- _Task goal_
Retype each entry below, keeping every character the same.

Stored items:

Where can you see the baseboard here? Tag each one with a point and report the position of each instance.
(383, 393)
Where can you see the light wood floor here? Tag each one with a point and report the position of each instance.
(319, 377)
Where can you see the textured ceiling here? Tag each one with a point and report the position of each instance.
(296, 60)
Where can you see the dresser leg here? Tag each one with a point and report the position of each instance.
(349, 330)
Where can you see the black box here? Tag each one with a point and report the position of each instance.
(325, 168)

- _Exercise result_
Where can you see the baseboard here? Tag each one with a point and report the position of each instance.
(383, 393)
Where can you see the light wood floor here? Tag each one with a point and report the position of each instance.
(319, 377)
Where can you see the textured ceiling here? Tag each one with a point and report the position of each instance.
(296, 60)
Where can you see the dresser leg here? Tag each one with a point and report the position of each instance.
(349, 330)
Where can you see the black box here? Tag each one with a point and report the position of each instance.
(325, 168)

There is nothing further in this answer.